__EXERCISE GOAL__
Reproduce the lines of the entries verbatim, starting at the line that contains "--target=smiling mouth --return=outline" and ending with the last line of the entries, both included.

__INPUT__
------------------------------------

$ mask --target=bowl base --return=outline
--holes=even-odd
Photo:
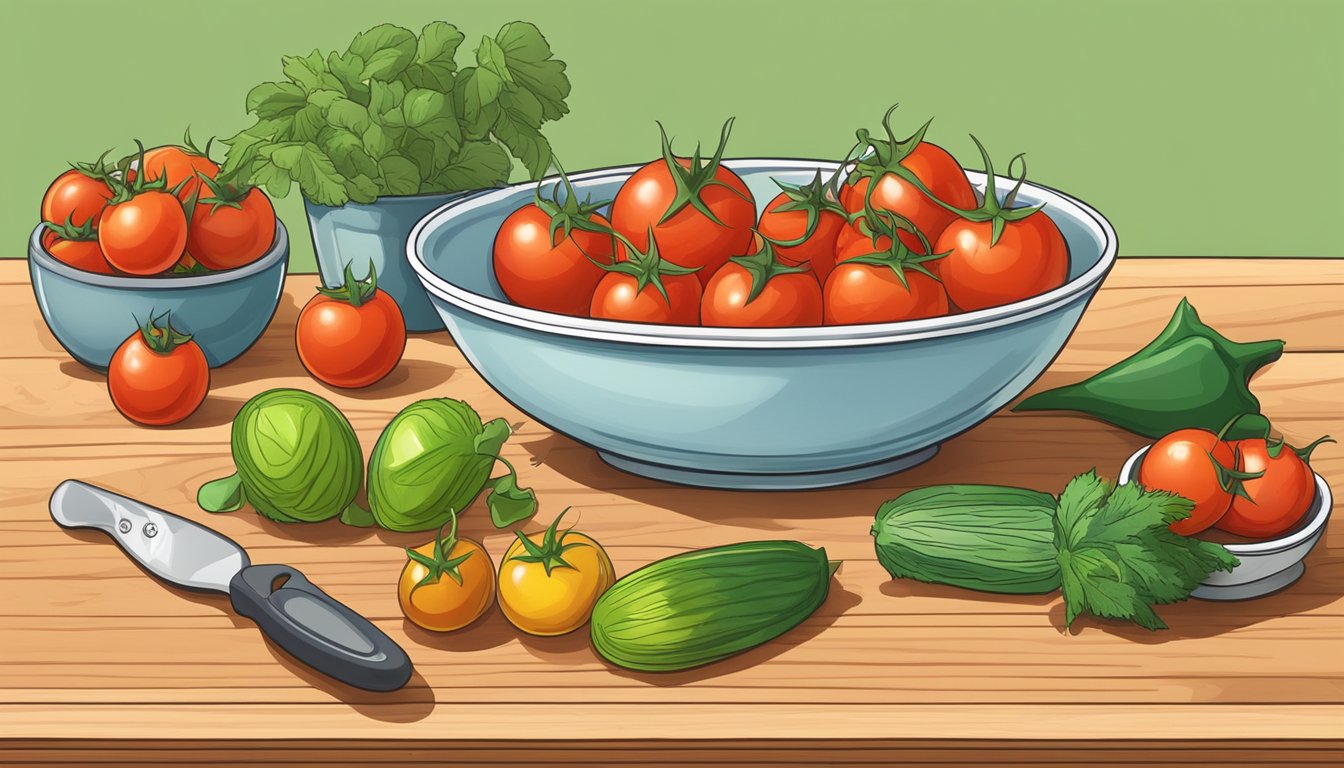
[[[1200,600],[1250,600],[1278,592],[1301,578],[1304,573],[1306,573],[1306,566],[1301,562],[1294,562],[1278,573],[1257,578],[1247,584],[1200,584],[1189,596],[1199,597]]]
[[[732,491],[804,491],[809,488],[831,488],[833,486],[848,486],[862,483],[884,475],[892,475],[910,469],[917,464],[933,459],[938,452],[937,445],[931,445],[914,453],[896,456],[875,464],[863,467],[847,467],[844,469],[829,469],[824,472],[797,472],[797,473],[766,473],[766,472],[714,472],[708,469],[687,469],[684,467],[669,467],[641,461],[617,453],[598,451],[597,455],[603,461],[632,475],[650,477],[664,483],[679,486],[695,486],[699,488],[727,488]]]

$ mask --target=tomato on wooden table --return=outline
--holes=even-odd
[[[103,164],[106,156],[93,163],[75,163],[56,176],[42,195],[42,221],[74,227],[97,223],[98,214],[112,199],[110,169]]]
[[[606,272],[594,264],[610,264],[614,239],[610,223],[597,211],[607,204],[579,202],[569,176],[560,171],[566,195],[559,190],[509,214],[495,235],[495,277],[515,304],[586,316],[593,289]]]
[[[500,609],[528,635],[578,629],[593,615],[597,599],[616,584],[602,545],[573,529],[558,530],[563,516],[560,512],[540,533],[515,531],[500,561]]]
[[[775,182],[782,192],[761,211],[757,233],[774,241],[780,261],[806,265],[825,282],[836,262],[836,238],[847,226],[847,213],[821,182],[821,172],[808,184]]]
[[[392,373],[406,350],[406,320],[396,301],[378,288],[378,273],[355,280],[349,264],[340,288],[319,286],[298,313],[298,360],[317,381],[358,389]]]
[[[704,289],[696,270],[661,258],[653,233],[648,234],[644,252],[621,234],[617,241],[617,261],[602,266],[606,276],[593,289],[589,316],[626,323],[699,324]]]
[[[191,335],[153,317],[112,354],[108,394],[137,424],[165,426],[196,412],[210,391],[210,364]]]
[[[396,600],[413,624],[433,632],[461,629],[495,601],[495,562],[480,542],[457,537],[457,515],[445,537],[406,550]]]
[[[108,264],[98,247],[98,230],[89,219],[83,226],[56,225],[42,222],[46,231],[42,234],[42,246],[47,249],[56,261],[69,264],[85,272],[99,274],[116,274],[117,272]]]
[[[875,218],[895,221],[886,211]],[[925,266],[939,256],[914,253],[899,237],[902,231],[907,230],[886,227],[876,243],[855,239],[836,254],[836,268],[823,289],[827,325],[896,323],[948,313],[948,293]]]
[[[1306,448],[1262,437],[1234,441],[1232,448],[1242,460],[1241,471],[1261,472],[1261,476],[1242,480],[1245,495],[1232,496],[1231,507],[1216,527],[1243,537],[1271,538],[1300,523],[1316,499],[1310,457],[1321,443],[1335,440],[1325,436]]]
[[[925,133],[933,121],[899,140],[891,130],[891,114],[895,110],[892,106],[882,118],[886,139],[874,139],[867,129],[857,132],[859,144],[866,145],[868,152],[855,163],[851,182],[840,192],[840,202],[845,210],[859,217],[855,225],[866,218],[868,210],[888,211],[914,222],[925,237],[935,241],[957,218],[946,206],[972,208],[976,206],[976,192],[957,159],[942,147],[925,141]],[[852,229],[852,234],[841,237],[856,239],[856,235],[867,234],[859,227]],[[900,233],[900,238],[906,247],[919,249],[919,242],[910,233]],[[837,247],[845,245],[848,243],[839,243]]]
[[[251,264],[276,241],[276,208],[257,187],[204,179],[192,206],[187,252],[206,269]]]
[[[769,239],[751,256],[735,256],[710,278],[700,323],[726,328],[821,324],[821,285],[805,266],[785,264]]]
[[[934,272],[952,301],[966,311],[1021,301],[1059,288],[1068,277],[1068,243],[1040,206],[1011,207],[1017,186],[1000,202],[995,168],[980,140],[972,136],[985,161],[985,202],[962,211],[937,238],[934,249],[948,252]],[[1013,160],[1020,159],[1021,155]],[[1009,163],[1009,172],[1012,164]]]
[[[751,247],[755,200],[746,183],[719,164],[731,126],[732,120],[724,122],[719,147],[704,163],[699,147],[691,157],[676,157],[663,133],[663,159],[632,174],[612,203],[616,231],[640,249],[657,237],[663,258],[698,268],[702,285]]]

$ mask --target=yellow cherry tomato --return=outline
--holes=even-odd
[[[396,584],[402,613],[434,632],[466,627],[495,600],[495,562],[480,543],[457,538],[456,515],[452,523],[448,537],[439,529],[434,541],[406,550]]]
[[[566,510],[569,511],[569,510]],[[528,635],[563,635],[582,627],[597,599],[616,582],[612,558],[591,537],[544,531],[517,538],[500,562],[499,599],[504,616]]]

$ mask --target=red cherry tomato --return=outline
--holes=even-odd
[[[42,233],[42,247],[47,249],[47,253],[56,261],[75,269],[116,274],[108,260],[102,257],[102,249],[98,247],[98,233],[93,229],[93,222],[85,222],[82,227],[46,223],[46,230]]]
[[[902,284],[891,266],[845,261],[890,247],[891,238],[882,235],[876,246],[856,239],[839,254],[823,292],[827,325],[895,323],[948,313],[948,292],[927,274],[905,269]]]
[[[298,359],[313,378],[339,387],[366,387],[392,373],[406,350],[406,320],[370,268],[356,281],[345,268],[341,288],[321,288],[298,313]]]
[[[177,190],[177,184],[185,182],[177,190],[177,196],[183,202],[187,202],[194,194],[202,195],[208,191],[202,188],[198,172],[211,179],[219,175],[219,165],[210,157],[187,147],[172,144],[145,151],[142,168],[146,183],[167,178],[168,191]]]
[[[106,182],[90,175],[89,171],[71,168],[56,176],[42,196],[42,221],[55,225],[69,222],[77,227],[89,221],[97,223],[98,214],[109,199],[112,188]]]
[[[108,394],[130,421],[164,426],[183,421],[210,391],[210,366],[191,336],[152,320],[117,347],[108,363]]]
[[[1215,465],[1216,463],[1216,465]],[[1236,469],[1232,447],[1207,429],[1177,429],[1153,444],[1138,467],[1138,484],[1167,491],[1195,504],[1172,531],[1192,535],[1216,523],[1232,503],[1219,467]]]
[[[168,192],[138,192],[109,204],[98,218],[98,245],[108,262],[130,274],[172,269],[187,249],[187,214]]]
[[[610,264],[612,235],[571,226],[567,235],[558,229],[552,238],[551,221],[552,214],[535,203],[509,214],[495,235],[495,277],[515,304],[586,316],[593,291],[606,274],[590,258]],[[595,213],[586,221],[610,226]]]
[[[702,324],[728,328],[821,324],[821,285],[816,276],[810,272],[767,272],[758,277],[738,261],[724,264],[706,285],[700,300]],[[780,260],[778,266],[788,265]],[[757,280],[763,284],[753,299]]]
[[[187,229],[187,252],[192,258],[206,269],[234,269],[270,250],[276,241],[276,208],[265,192],[253,187],[246,194],[230,195],[228,202],[208,195],[210,190],[204,190]]]
[[[891,130],[892,112],[895,108],[888,109],[882,118],[887,139],[870,140],[872,152],[857,161],[859,178],[841,190],[840,202],[855,214],[862,213],[867,203],[872,210],[905,217],[914,222],[926,238],[934,241],[957,215],[902,179],[896,167],[914,175],[938,200],[958,208],[974,207],[976,192],[952,153],[937,144],[923,141],[927,125],[905,141],[898,141]],[[886,159],[886,164],[879,159]],[[918,239],[911,238],[909,233],[902,233],[900,239],[911,250],[919,247]]]
[[[609,273],[593,291],[589,316],[626,323],[699,324],[703,293],[700,280],[694,274],[669,274],[660,280],[668,293],[667,299],[652,282],[640,289],[636,277]]]
[[[957,307],[966,311],[999,307],[1064,284],[1068,246],[1043,211],[1004,222],[993,245],[992,227],[991,222],[957,219],[934,245],[935,253],[948,256],[933,262],[933,272]]]
[[[630,175],[612,203],[612,225],[618,233],[636,247],[646,249],[652,230],[663,258],[700,268],[702,285],[728,258],[743,256],[751,247],[755,202],[746,183],[719,165],[731,124],[731,120],[724,124],[714,157],[698,168],[691,159],[672,157],[664,136],[664,159]]]
[[[845,218],[825,207],[821,175],[806,187],[790,196],[780,192],[761,213],[757,231],[777,243],[793,242],[808,234],[809,218],[814,222],[812,234],[798,245],[777,245],[774,252],[780,261],[792,265],[809,265],[818,282],[825,282],[836,260],[836,237],[845,229]],[[796,199],[798,198],[798,199]],[[789,210],[780,210],[788,206]]]
[[[1234,495],[1218,529],[1251,538],[1273,538],[1292,530],[1316,498],[1316,473],[1304,456],[1310,456],[1312,449],[1327,440],[1329,437],[1317,440],[1301,453],[1282,444],[1277,456],[1270,456],[1271,447],[1263,438],[1235,441],[1232,447],[1242,457],[1241,471],[1263,475],[1242,480],[1249,498]]]

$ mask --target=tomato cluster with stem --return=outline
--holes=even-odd
[[[900,139],[895,110],[883,116],[880,135],[855,132],[829,179],[821,171],[800,184],[775,179],[780,192],[759,217],[746,183],[723,164],[732,118],[708,157],[700,145],[677,156],[659,124],[661,157],[630,174],[610,202],[610,221],[605,203],[577,200],[556,165],[552,198],[538,194],[499,230],[500,286],[517,304],[569,315],[781,327],[935,317],[1062,285],[1068,250],[1059,229],[1042,206],[1013,206],[1023,156],[1009,163],[1021,174],[1000,199],[989,155],[972,136],[988,175],[981,202],[956,157],[926,139],[931,121]],[[616,266],[630,254],[638,264]],[[664,285],[681,276],[664,262],[695,270],[698,312],[692,291]]]
[[[43,246],[54,258],[102,274],[191,274],[234,269],[274,243],[276,210],[266,195],[220,178],[210,143],[145,149],[116,163],[103,152],[74,163],[47,188]]]

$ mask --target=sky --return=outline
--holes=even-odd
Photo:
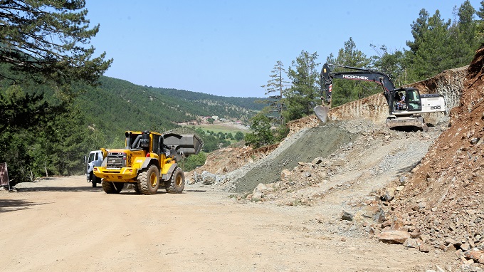
[[[370,47],[408,49],[425,9],[454,20],[464,0],[86,0],[95,56],[113,58],[105,75],[135,84],[221,96],[264,97],[278,61],[287,70],[302,51],[320,68],[351,37]],[[470,0],[475,9],[480,0]]]

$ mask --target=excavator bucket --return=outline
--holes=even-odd
[[[330,111],[330,107],[325,105],[316,106],[314,108],[315,114],[317,118],[322,122],[326,122],[327,120],[327,113]]]

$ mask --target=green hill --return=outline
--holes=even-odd
[[[141,86],[128,81],[101,77],[98,88],[86,88],[75,104],[89,127],[107,138],[118,137],[127,130],[164,132],[179,122],[217,115],[247,122],[263,105],[258,98],[227,98]]]

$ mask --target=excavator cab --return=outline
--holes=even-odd
[[[422,103],[419,90],[401,88],[394,90],[393,113],[400,113],[422,110]]]

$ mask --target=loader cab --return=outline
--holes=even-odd
[[[394,92],[394,111],[396,113],[422,110],[419,90],[413,88],[396,89]]]

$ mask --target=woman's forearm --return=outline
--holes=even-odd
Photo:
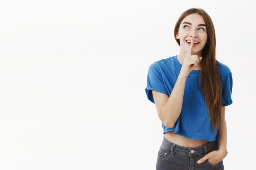
[[[223,108],[222,108],[222,110],[223,110]],[[226,120],[225,117],[222,118],[221,123],[219,124],[217,135],[217,143],[219,150],[222,150],[227,155],[227,124],[226,123]]]
[[[172,128],[180,114],[186,77],[179,75],[168,100],[162,107],[160,116],[164,125]]]

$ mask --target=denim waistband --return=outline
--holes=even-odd
[[[171,150],[172,155],[173,154],[174,152],[175,152],[189,156],[204,154],[206,155],[207,150],[209,152],[209,151],[211,152],[215,150],[218,150],[217,140],[211,141],[203,146],[189,148],[173,143],[168,140],[164,135],[164,140],[162,142],[162,145],[165,148]]]

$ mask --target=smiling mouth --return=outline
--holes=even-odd
[[[190,40],[186,40],[185,41],[186,41],[186,42],[188,46],[190,46],[190,44],[191,44]],[[197,42],[197,44],[196,44],[196,42],[194,42],[194,43],[193,44],[193,46],[197,46],[199,44],[199,42]]]
[[[186,40],[186,42],[188,43],[188,44],[191,44],[191,41],[189,40]],[[199,44],[199,42],[194,42],[194,44]]]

------------------------------------

__SOLUTION TO THE EXERCISE__
$ mask --target=smiling mouth --return=outline
--holes=even-odd
[[[190,40],[186,40],[185,41],[186,41],[186,42],[188,46],[190,46],[190,44],[191,44]],[[197,42],[197,44],[196,44],[196,42],[194,42],[194,43],[193,44],[193,46],[197,46],[199,44],[199,42]]]
[[[186,40],[186,42],[188,43],[188,44],[191,44],[191,41],[189,40]],[[199,44],[199,42],[194,42],[194,44]]]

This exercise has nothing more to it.